-- START Quoted text --

Re: Trying to write the KMeans Clustering Using "Apache Mahout Samsara"

2017-03-31 Thread Dmitriy Lyubimov
here is the outline. For details of APIs, please refer to samsara manual
[2], i will not be be repeating it.

Assume your training data input is m x n matrix A. For simplicity let's
assume it's a DRM with int row keys, i.e., DrmLike[Int].

Initialization:

First, classic k-means starts by selecting initial clusters, by sampling
them out. You can do that by using sampling api [1], thus forming a k x n
in-memory matrix C (current centroids). C is therefore of Mahout's Matrix
type.

You the proceed by alternating between cluster assignments and recompupting
centroid matrix C till convergence based on some test or simply limited by
epoch count budget, your choice.

Cluster assignments: here, we go over current generation of A and recompute
centroid indexes for each row in A. Once we recompute index, we put it into
the row key . You can do that by assigning centroid indices to keys of A
using operator mapblock() (details in [2], [3], [4]). You also need to
broadcast C in order to be able to access it in efficient manner inside
mapblock() closure. Examples of that are plenty given in [2]. Essentially,
in mapblock, you'd reform the row keys to reflect cluster index in C. while
going over A, you'd have a "nearest neighbor" problem to solve for the row
of A and centroids C. This is the bulk of computation really, and there are
a few tricks there that can speed this step up in both exact and
approximate manner, but you can start with a naive search.

Centroid recomputation:
once you assigned centroids to the keys of marix A, you'd want to do an
aggregating transpose of A to compute essentially average of row A grouped
by the centroid key. The trick is to do a computation of (1|A)' which will
results in a matrix of the shape (Counts/sums of cluster rows). This is the
part i find difficult to explain without a latex graphics.

-- END Quoted text --

> **What is required**
List every bracketed reference number that the forum post about k-means clustering in Mahout Samsara cites.

-- START Record set --

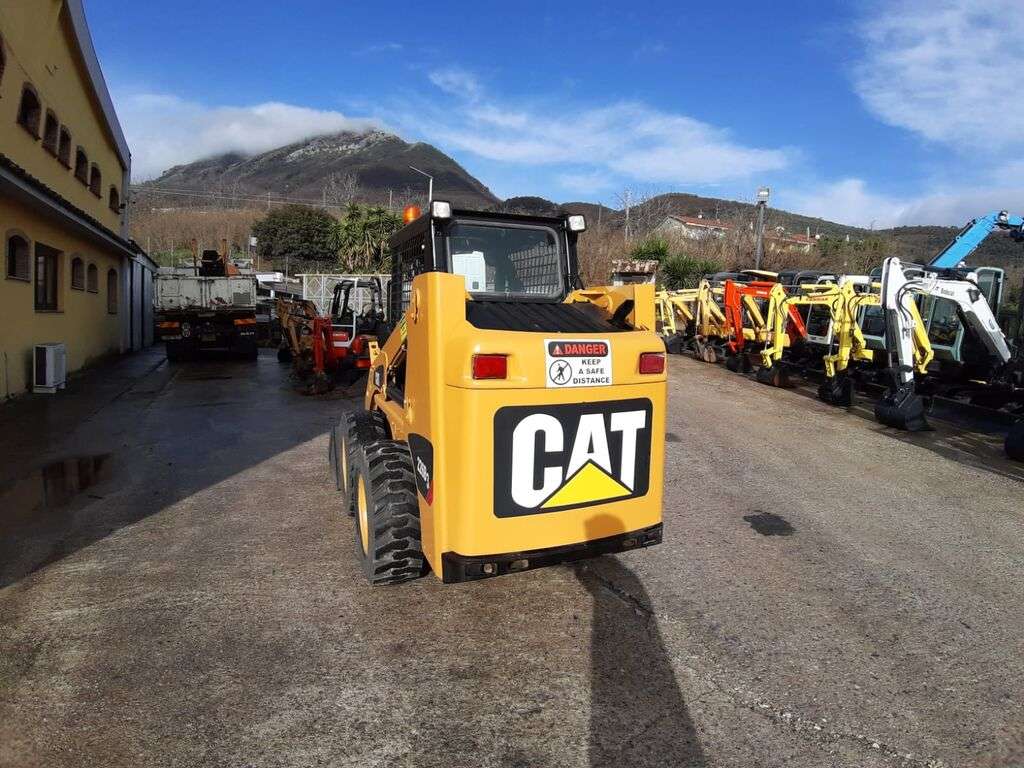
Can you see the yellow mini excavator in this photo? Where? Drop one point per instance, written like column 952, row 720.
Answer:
column 512, row 419
column 843, row 301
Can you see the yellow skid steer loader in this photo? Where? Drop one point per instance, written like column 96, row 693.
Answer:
column 512, row 419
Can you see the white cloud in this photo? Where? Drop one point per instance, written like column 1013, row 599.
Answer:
column 850, row 202
column 458, row 82
column 628, row 140
column 389, row 47
column 947, row 70
column 165, row 130
column 586, row 183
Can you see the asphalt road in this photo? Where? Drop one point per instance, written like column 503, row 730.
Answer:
column 828, row 594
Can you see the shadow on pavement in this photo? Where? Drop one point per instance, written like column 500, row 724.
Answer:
column 148, row 449
column 638, row 716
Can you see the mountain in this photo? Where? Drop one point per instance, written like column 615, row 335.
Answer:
column 367, row 166
column 334, row 168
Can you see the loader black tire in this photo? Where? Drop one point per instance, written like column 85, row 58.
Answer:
column 353, row 428
column 387, row 519
column 1015, row 441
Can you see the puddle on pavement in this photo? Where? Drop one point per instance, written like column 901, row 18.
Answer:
column 54, row 485
column 767, row 523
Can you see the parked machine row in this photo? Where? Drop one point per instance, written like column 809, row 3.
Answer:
column 916, row 332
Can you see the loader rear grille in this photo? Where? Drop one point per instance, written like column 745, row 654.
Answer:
column 538, row 316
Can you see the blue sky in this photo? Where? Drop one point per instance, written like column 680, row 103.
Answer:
column 859, row 112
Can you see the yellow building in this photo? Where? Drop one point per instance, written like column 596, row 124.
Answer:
column 70, row 273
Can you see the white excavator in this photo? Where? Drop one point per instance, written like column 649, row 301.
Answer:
column 902, row 407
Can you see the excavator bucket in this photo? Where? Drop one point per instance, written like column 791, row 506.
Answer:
column 902, row 410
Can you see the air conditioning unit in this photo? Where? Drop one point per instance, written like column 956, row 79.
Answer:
column 50, row 368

-- END Record set --

> **The answer**
[1], [2], [3], [4]